Aim of the exercise →
Quote verbatim the passage of the Go web crawler post that begins at the words "Building a Concurrent" and stops after "to standard output.".

Source excerpt →
— start —
Building a Concurrent Web Crawler in Go with Redis and Docker

In this blog post, we'll explore how to build a concurrent web crawler in Go using Go's powerful concurrency model. We'll also use Redis to keep track of the pages we've already crawled, ensuring we don't crawl the same page twice. Additionally, we'll use Docker and Docker Compose to set up a Redis server. Our crawler will fetch HTML pages and follow any links (href tags) to subpages, outputting the HTML content to standard output.

Prerequisites

Before we get started, ensure you have the following installed on your machine:

Go (latest version)
Docker
Docker Compose

Setting Up Redis with Docker Compose

First, let's set up a Redis server using Docker Compose. Create a docker-compose.yml file in your project directory:

version: '3.8'

services:
  redis:
    image: redis:latest
    ports:
      - '6379:6379'
    volumes:
      - redis_data:/data

volumes:
  redis_data:

Start the Redis server by running the following command in the same directory as your docker-compose.yml file:

docker-compose up -d

Building the Web Crawler

Next, let's create our web crawler in Go. We'll start by creating a new Go project and installing necessary packages:

mkdir go-web-crawler
cd go-web-crawler
go mod init go-web-crawler
go get github.com/go-redis/redis/v8
go get golang.org/x/net/html

Create a main.go file in your project directory with the following content:

Initialization

First, we need to initialize our Redis client and set up some global variables.
— end —
Information shown →
— start —
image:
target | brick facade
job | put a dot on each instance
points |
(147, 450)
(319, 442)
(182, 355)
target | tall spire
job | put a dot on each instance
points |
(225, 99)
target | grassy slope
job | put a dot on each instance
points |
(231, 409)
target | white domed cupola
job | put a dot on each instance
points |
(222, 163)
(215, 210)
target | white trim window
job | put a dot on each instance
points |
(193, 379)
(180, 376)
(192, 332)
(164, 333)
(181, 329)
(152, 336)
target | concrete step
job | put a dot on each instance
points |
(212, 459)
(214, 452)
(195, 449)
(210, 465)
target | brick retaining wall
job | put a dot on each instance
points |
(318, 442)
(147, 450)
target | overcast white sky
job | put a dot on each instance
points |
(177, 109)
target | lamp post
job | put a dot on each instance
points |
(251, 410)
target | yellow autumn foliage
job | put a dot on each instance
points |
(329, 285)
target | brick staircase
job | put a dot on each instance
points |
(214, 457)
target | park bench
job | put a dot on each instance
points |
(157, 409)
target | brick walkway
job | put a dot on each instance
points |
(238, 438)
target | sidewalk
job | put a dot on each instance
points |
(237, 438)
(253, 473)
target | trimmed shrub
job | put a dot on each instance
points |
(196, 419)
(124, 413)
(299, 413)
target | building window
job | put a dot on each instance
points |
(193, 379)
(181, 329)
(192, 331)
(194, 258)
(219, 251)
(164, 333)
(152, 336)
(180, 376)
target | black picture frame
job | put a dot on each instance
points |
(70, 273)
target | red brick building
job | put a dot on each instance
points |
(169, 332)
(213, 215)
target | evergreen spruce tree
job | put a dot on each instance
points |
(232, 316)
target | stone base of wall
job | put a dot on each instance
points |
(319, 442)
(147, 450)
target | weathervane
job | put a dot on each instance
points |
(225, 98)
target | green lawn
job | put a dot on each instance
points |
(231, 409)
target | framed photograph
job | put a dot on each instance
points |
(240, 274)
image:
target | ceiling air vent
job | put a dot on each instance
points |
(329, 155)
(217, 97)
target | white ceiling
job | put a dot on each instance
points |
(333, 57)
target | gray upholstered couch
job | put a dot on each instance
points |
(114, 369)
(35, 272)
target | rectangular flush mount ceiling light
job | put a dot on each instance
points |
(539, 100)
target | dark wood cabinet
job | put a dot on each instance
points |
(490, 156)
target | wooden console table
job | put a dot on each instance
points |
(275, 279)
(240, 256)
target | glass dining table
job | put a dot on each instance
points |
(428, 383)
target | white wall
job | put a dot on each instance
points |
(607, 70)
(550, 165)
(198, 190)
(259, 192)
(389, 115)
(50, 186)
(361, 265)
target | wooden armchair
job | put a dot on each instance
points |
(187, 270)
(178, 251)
— end —
Worked answer →
Building a Concurrent Web Crawler in Go with Redis and Docker

In this blog post, we'll explore how to build a concurrent web crawler in Go using Go's powerful concurrency model. We'll also use Redis to keep track of the pages we've already crawled, ensuring we don't crawl the same page twice. Additionally, we'll use Docker and Docker Compose to set up a Redis server. Our crawler will fetch HTML pages and follow any links (href tags) to subpages, outputting the HTML content to standard output.